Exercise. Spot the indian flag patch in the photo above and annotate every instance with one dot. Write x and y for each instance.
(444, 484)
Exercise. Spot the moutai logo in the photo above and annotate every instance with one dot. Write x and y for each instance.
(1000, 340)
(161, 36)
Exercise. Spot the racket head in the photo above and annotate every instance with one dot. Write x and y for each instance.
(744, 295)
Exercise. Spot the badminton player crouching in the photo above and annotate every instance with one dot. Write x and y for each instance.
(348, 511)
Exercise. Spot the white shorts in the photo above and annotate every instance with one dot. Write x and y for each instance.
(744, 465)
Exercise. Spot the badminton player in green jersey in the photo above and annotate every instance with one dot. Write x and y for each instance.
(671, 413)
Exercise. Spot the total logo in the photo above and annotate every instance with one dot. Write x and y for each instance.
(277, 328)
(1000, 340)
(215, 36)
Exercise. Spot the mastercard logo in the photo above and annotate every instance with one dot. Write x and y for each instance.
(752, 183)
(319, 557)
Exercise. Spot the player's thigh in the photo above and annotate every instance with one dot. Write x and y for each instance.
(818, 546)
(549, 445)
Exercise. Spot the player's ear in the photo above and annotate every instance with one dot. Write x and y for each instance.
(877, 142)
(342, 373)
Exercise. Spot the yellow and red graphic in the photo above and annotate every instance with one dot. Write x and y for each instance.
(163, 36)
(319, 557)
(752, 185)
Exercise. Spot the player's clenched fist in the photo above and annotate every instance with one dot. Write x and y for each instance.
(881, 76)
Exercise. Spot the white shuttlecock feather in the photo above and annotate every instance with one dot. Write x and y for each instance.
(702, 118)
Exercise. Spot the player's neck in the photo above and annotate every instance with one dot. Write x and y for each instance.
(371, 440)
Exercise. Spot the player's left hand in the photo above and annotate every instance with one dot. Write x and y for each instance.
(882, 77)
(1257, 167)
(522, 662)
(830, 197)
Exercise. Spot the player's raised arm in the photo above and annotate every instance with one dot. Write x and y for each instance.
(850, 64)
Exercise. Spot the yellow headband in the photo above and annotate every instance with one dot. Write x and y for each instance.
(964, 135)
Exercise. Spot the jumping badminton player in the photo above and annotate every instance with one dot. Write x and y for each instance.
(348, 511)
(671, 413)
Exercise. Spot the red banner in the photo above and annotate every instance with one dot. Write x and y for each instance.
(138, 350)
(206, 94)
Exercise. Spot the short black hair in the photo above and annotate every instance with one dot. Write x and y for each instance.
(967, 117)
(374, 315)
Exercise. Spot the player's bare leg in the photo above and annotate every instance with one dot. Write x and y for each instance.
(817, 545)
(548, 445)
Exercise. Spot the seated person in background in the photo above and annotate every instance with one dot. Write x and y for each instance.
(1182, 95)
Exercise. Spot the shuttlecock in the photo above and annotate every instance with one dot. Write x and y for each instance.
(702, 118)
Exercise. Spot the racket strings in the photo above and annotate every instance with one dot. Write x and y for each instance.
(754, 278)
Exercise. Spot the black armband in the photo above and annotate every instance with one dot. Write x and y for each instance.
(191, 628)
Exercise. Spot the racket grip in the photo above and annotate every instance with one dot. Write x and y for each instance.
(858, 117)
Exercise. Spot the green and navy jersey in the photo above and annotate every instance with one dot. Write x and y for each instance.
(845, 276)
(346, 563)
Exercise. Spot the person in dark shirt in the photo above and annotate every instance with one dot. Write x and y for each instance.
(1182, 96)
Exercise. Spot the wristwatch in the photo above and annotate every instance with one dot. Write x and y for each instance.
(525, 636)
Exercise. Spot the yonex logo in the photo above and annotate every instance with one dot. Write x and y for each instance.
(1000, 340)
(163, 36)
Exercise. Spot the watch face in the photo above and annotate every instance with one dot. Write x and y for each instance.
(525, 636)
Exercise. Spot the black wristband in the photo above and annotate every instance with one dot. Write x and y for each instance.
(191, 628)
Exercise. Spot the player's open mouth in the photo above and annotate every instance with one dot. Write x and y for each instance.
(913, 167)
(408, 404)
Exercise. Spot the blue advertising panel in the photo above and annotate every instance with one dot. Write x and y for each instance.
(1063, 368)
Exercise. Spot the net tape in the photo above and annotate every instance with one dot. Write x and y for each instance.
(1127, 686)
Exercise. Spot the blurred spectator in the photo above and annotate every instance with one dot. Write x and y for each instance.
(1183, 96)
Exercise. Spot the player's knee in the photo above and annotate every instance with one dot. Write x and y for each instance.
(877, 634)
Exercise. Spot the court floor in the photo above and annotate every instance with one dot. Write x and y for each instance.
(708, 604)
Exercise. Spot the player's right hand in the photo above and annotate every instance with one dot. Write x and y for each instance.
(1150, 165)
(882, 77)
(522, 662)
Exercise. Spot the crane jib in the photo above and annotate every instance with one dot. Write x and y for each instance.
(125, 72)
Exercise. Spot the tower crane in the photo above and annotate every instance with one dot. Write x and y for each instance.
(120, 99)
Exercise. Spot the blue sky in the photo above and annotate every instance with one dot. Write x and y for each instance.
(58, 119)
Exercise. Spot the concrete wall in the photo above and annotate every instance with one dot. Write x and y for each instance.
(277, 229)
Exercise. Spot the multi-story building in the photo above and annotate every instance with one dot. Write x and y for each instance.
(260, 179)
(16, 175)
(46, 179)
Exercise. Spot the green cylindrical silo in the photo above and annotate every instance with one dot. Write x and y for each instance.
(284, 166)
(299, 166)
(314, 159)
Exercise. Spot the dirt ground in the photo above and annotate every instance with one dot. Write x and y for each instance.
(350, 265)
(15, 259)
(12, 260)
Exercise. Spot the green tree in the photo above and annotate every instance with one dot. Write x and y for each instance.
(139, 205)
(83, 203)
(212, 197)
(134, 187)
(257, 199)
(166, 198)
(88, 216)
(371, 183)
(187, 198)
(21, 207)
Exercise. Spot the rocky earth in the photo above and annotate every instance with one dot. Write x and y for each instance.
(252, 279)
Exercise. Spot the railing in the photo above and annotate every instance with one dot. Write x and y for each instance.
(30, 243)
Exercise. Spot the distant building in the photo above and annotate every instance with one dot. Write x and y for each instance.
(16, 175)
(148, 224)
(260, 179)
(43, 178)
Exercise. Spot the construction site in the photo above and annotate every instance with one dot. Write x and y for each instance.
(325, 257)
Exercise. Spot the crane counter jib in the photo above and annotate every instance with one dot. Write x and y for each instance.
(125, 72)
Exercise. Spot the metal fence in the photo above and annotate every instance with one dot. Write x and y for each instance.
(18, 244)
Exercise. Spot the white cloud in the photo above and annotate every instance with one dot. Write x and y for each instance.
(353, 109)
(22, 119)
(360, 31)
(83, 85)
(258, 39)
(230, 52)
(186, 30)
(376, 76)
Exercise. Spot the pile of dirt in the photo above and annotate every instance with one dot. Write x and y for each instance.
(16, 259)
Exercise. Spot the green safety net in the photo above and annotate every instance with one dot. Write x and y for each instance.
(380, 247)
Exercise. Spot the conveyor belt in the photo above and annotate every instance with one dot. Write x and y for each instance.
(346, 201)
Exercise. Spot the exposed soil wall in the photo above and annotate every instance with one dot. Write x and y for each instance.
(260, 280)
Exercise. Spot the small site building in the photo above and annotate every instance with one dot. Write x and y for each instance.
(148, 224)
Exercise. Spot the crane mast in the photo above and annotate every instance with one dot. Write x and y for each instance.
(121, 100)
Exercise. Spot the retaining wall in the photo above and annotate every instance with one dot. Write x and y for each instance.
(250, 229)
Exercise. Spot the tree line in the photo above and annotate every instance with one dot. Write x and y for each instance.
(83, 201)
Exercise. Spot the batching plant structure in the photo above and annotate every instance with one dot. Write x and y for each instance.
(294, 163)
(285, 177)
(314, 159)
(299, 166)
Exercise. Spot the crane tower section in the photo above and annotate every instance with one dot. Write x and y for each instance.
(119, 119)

*-*-*

# WRITTEN EXERCISE
Make an exact copy of every line in the data.

# THE OUTPUT
Exercise. Spot the indian flag patch in the photo above and annotate every instance with one dot. Write x and y for each instance.
(444, 484)
Exercise. Spot the moutai logo in the photo above and annotate every instance with one dot. Write x and y for each instance.
(1000, 340)
(161, 36)
Exercise. Spot the racket head in the photo above and annotate every instance with one dot. Write x and y for each instance.
(744, 295)
Exercise. Spot the badminton player crouching in the photo above and annotate every instance with one dot. Write x and y for each instance.
(348, 511)
Exercise. Spot the white shorts in the photo above and annotate every instance with one dot. Write x and y for each instance.
(744, 465)
Exercise. Spot the badminton player in green jersey in the photo above and annotate every instance with one dot. Write x and y for each instance.
(671, 413)
Exercise. Spot the total logo in the photo above and annotate every instance with one dot. Write x and y for each instance.
(277, 328)
(1000, 340)
(215, 36)
Exercise. Spot the mastercard logo in the photo above and annotate every instance with one dot. Write x and y for each instance.
(752, 183)
(319, 557)
Exercise. Spot the player's thigh in the photo above and annotate every instance with one dot. Write x and y for each instance.
(818, 546)
(549, 445)
Exercise. Spot the player's ear in the photo above and annotate every instance with one dot. Write x and y for each instance.
(877, 142)
(342, 373)
Exercise. Spot the yellow and red graphic in the photo above and annotate every instance with one dot. Write x and y for each instance.
(163, 36)
(319, 557)
(752, 185)
Exercise. Spot the player's clenched fist in the photo above and annotate every instance with one dot. Write x and y for each instance.
(881, 76)
Exercise. Spot the white shuttlecock feather in the photo above and annotate every instance with one dot. Write x and y for each instance.
(702, 118)
Exercise. Spot the player's neck in the photo above and annotate every instance with one dot. Write x and y for each instance.
(371, 440)
Exercise. Spot the player's left hand in the photo above and annotate every instance with one dot. Write x and y for each instance.
(882, 77)
(1257, 167)
(522, 662)
(830, 197)
Exercise. Spot the player's raised arm in the photo above and annotate every instance with one dot. Write x and y for each instance.
(850, 64)
Exercise. Spot the yellow headband in the photo above and annotate every instance with one dot. Write x and y for each instance.
(964, 135)
Exercise. Spot the jumping badminton player in the photo above and annotate every instance with one dot. Write x and y for each instance.
(348, 511)
(671, 413)
Exercise. Spot the red banner in the photo above and annotate every instance with one dot. Write x and y for each instance.
(138, 350)
(206, 94)
Exercise. Spot the short black hair in the photo above and annotate every instance with one dot. Write x and y for each instance.
(967, 117)
(374, 315)
Exercise. Spot the player's bare leg in the photo above and annotate every instance with one dot. Write x and y for each instance.
(817, 545)
(548, 445)
Exercise. Spot the seated person in background in the photo above and annotate every instance with one dot. Write x and y for each instance.
(1182, 95)
Exercise. Spot the shuttlecock in the photo above and annotate every instance with one dot. Write x and y for each instance.
(702, 118)
Exercise. Spot the racket strings in the photo above and annotate every instance with one dot. Write x and y for each instance.
(754, 278)
Exercise. Spot the black armband in the photo above and annotate every instance with one dot. Write x and y for each instance.
(191, 628)
Exercise. Spot the racket grip in the photo above and annotate every instance with one dot. Write x and y for each instance.
(858, 117)
Exercise. Spot the green and navy jersey in the photo above and annotate every instance with one dot. Write x and y for each instance.
(845, 276)
(346, 563)
Exercise. Spot the person in dark shirt in the photo above and annotate every instance with one dot. Write x and y for each instance.
(1182, 96)
Exercise. Spot the wristwatch in the photo above and annotate every instance with one dot. Write x and y for each instance.
(525, 636)
Exercise. Spot the yonex logo in the photo above and annotate every instance with one dot. Write x and y for each instance.
(1000, 340)
(163, 36)
Exercise. Spot the watch face in the photo above and annotate every instance with one dot. Write x and y for each instance.
(525, 636)
Exercise. Spot the black wristband in the photo above and annotate every instance with one dot. Write x and y for each instance.
(191, 628)
Exercise. Spot the player's open mouth in the photo above and annotate every instance with one dot. Write x and y for each instance.
(913, 167)
(408, 404)
Exercise. Spot the blue advertising panel in the photo above and annotate every instance with one dot. Write x and y for each instance.
(1063, 368)
Exercise. Spot the net tape in the photo above and annotate every instance with one dot. Write x and y for each instance.
(1127, 686)
Exercise. Spot the blurred spectator in the photo above and annotate every instance with one dot. Write x and y for each instance.
(1183, 96)
Exercise. Spot the player's knee in the photo above and annotate every instance with one dot. Write x and y for each instance.
(877, 634)
Exercise. Spot the court floor in the photo above and annotate every instance with one dot. Write x and y for each instance.
(708, 604)
Exercise. Spot the player's right hand in the photo above and annotate every instance with one dot. Write x and y for each instance.
(1150, 165)
(882, 77)
(522, 662)
Exercise. Spot the crane jib in the photo above and annotate every instance with one dot. Write x and y for each instance.
(125, 72)
Exercise. Spot the tower crane in the photo above and annotate every instance with one dot. Write x and y for each instance.
(120, 99)
Exercise. Spot the blue sky in the photo above and annotate every instance with one dot. Write x and y for each instance.
(58, 119)
Exercise. Spot the concrete wall in the photo above and annotate every instance with one dot. Write x and y for each instance.
(277, 229)
Exercise. Spot the multi-story building in the photo above and annotate every instance with one dot. Write x and y for each instance.
(260, 179)
(16, 175)
(46, 179)
Exercise. Spot the green cylindrical silo in the photo above and annotate every instance with one dot. Write x and y for each instance.
(284, 166)
(299, 166)
(314, 159)
Exercise. Spot the dirt ground in the photo above and annotate every instance with one dot. Write x and y for each instance.
(350, 265)
(15, 259)
(12, 260)
Exercise. Spot the green tree in the photo above and annotate every instance with one dot. Write x and y for each instance.
(139, 205)
(83, 203)
(212, 197)
(134, 187)
(257, 199)
(166, 198)
(88, 216)
(371, 183)
(187, 198)
(21, 207)
Exercise. Spot the rocky earth in the photo above and annotate every instance with one dot. Write x and y for each instance.
(252, 279)
Exercise. Spot the railing in the photo above and annotate every instance with one dot. Write x and y for each instance.
(30, 243)
Exercise. Spot the distant building in the photo above and annotate every instance with one dot. Write x and y for each instance.
(16, 175)
(148, 224)
(260, 179)
(43, 178)
Exercise. Spot the construction site in the photo above and annotate every instance with one dot. Write x and y for each instance.
(325, 257)
Exercise. Spot the crane counter jib in the photo above and annotate every instance with one dot. Write x and y for each instance.
(125, 72)
Exercise. Spot the metal fence in the photo above and annotate every instance with one dot. Write x and y for each instance.
(18, 244)
Exercise. Spot the white cloud in the photo above and annotate every instance with one dot. Write x and y for each instance.
(353, 109)
(22, 119)
(360, 31)
(83, 85)
(258, 39)
(230, 52)
(186, 30)
(376, 76)
Exercise. Spot the pile of dirt in the photo above and annotate every instance with one dot. Write x and y for each instance.
(16, 259)
Exercise. Spot the green safety net in the photo above and annotate every instance with one dot. Write x and y for each instance.
(380, 247)
Exercise. Spot the conveyor belt in the photo above and annotate every instance with one dot. Write x and y for each instance.
(346, 201)
Exercise. Spot the exposed soil wall in the photo above and annotate every instance with one dot. Write x and y for each instance.
(260, 280)
Exercise. Spot the small site building in the photo above and annotate every instance with one dot. Write x and y for each instance.
(148, 224)
Exercise. Spot the crane mast in the photo above and annotate every instance with one dot. Write x and y for each instance.
(121, 100)
Exercise. Spot the retaining wall in the photo above and annotate every instance with one dot. Write x and y for each instance.
(250, 229)
Exercise. Spot the tree line in the photo above and annotate every instance with one dot. Write x and y for each instance.
(83, 201)
Exercise. Spot the batching plant structure in the photo above and annotate every instance with one dot. Write x and y for each instance.
(294, 163)
(285, 177)
(314, 159)
(299, 166)
Exercise. Spot the crane tower section in the photo above and annotate every instance with one dot. Write x and y for each instance.
(119, 119)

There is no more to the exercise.